> [EXTRACTED TEXT]:
The use of a "show cause" form was consistent with the Uniform Trial Court Rules and Supplementary Local Rules (SLR) for Marion County, which provide that modification proceedings must be initiated by a show cause order. See UTCR 8.050(1) ("Modification proceedings must be initiated by an order to show cause based on a motion supported by an affidavit setting forth the factual basis for the motion or by other procedure established by SLR."); Marion County Circuit Court SLR 8.061 ("The provisions of SLR 5.065 [concerning show cause orders] shall apply in domestic relations actions.").

See also SLR 5.065(6) ("If a Show Cause Order does not require the personal appearance of the opposing party and the opposing party fails to file a written Answer to the Show Cause Order within the time allowed by the Order, the moving party may present ex parte , an Order granting relief sought by the moving party, providing the return of service of the Show Cause Order has been filed of record or is presented with the proposed ex parte Order. The court, in its discretion, may allow or deny the requested relief in whole or part, ex parte , or the court may direct that a hearing be scheduled for the presentation of additional evidence in support of the relief sought by the moving party.").

A week after the motion and proposed order to show cause were submitted, the trial court denied the motion, noting "denied" across the top of the proposed order, with no further elaboration.

Father now appeals that denial of his motion to modify the judgment, arguing that the trial court erred by effectively denying him any parenting time without any explanation and without any meaningful opportunity to be heard on what is in the best interest of his child. He argues that a trial court can err when it fails to "make a record reflecting an exercise of discretion" and "must * * * supply enough information to enable appellate courts to engage in meaningful review of the court's exercise of discretion." (Quoting Ray Klein, Inc. v. Wade , 271 Or. App. 690, 691, 351 P.3d 88, rev den , 358 Or. 374, 365 P.3d 130 (2015), and State v. Kacin , 237 Or. App. 66, 73, 240 P.3d 1099 (2010) ). On this record, we agree with father that the court erred in summarily denying his motion without any explanation.

Under ORS 107.135(1), a party seeking to modify a judgment as to parenting time must serve the notice on the other party in the manner provided under ORCP 7. ORS 107.135(1). Thereafter, "[w]ithin 30 days after service of notice under subsection (1) of this section, the party served shall file a written response with the court." ORS 107.135(14). And, as set forth above, the applicable UTCRs and the SLRs for Marion County contemplate a "show cause" process for motions to modify domestic relations orders.

> [ENTRIES SHOWN]:
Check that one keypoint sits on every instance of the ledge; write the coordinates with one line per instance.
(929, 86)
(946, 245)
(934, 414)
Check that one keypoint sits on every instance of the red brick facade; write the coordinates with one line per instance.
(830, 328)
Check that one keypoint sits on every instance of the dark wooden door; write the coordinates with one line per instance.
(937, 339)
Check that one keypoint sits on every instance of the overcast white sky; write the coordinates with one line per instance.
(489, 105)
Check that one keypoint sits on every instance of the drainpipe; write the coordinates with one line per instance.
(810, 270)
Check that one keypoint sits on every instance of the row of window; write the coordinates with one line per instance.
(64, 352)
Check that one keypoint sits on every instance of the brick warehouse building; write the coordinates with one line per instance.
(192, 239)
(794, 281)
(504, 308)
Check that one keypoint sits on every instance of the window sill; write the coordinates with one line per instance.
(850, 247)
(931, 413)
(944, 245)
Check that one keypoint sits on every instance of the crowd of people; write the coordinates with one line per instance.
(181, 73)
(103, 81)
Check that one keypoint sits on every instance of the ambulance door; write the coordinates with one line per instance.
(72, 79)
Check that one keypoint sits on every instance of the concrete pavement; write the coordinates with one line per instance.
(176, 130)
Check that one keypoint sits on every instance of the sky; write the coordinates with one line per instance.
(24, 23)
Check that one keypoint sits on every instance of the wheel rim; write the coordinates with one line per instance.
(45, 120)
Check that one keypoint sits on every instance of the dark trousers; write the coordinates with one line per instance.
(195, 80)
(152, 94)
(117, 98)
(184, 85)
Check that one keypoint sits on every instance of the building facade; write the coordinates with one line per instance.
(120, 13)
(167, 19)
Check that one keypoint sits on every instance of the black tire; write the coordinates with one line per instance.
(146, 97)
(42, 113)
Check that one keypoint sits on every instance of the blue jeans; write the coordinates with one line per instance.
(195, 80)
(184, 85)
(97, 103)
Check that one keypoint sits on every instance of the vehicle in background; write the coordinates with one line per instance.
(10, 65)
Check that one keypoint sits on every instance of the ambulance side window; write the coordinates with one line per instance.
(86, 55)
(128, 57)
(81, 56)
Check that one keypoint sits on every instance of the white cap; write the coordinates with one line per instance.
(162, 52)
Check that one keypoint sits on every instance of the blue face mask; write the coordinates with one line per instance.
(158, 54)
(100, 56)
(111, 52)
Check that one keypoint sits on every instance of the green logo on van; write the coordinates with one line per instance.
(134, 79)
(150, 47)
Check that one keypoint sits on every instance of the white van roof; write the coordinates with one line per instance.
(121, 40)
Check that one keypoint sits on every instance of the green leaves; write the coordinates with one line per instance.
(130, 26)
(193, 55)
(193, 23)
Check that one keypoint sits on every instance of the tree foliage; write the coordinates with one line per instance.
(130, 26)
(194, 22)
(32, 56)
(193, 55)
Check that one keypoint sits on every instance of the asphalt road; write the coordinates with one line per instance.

> [WRITTEN PROBLEM A]:
Answer these from the excerpt on the parenting-time appeal:
(i) Which rule says modification proceedings must be initiated by an order to show cause?
(ii) How long after the motion and proposed order were submitted did the trial court deny the motion?
(iii) Within how many days after service must the party served file a written response?
> [WRITTEN PROBLEM B]: Return each line of the listing that contains the string "blue", matching case.
The listing is unrelated to the opinion excerpt.

> [COMPLETE RESPONSE A]:
(i) UTCR 8.050(1)
(ii) A week
(iii) 30 days

> [COMPLETE RESPONSE B]:
Check that one keypoint sits on every instance of the blue jeans; write the coordinates with one line per instance.
Check that one keypoint sits on every instance of the blue face mask; write the coordinates with one line per instance.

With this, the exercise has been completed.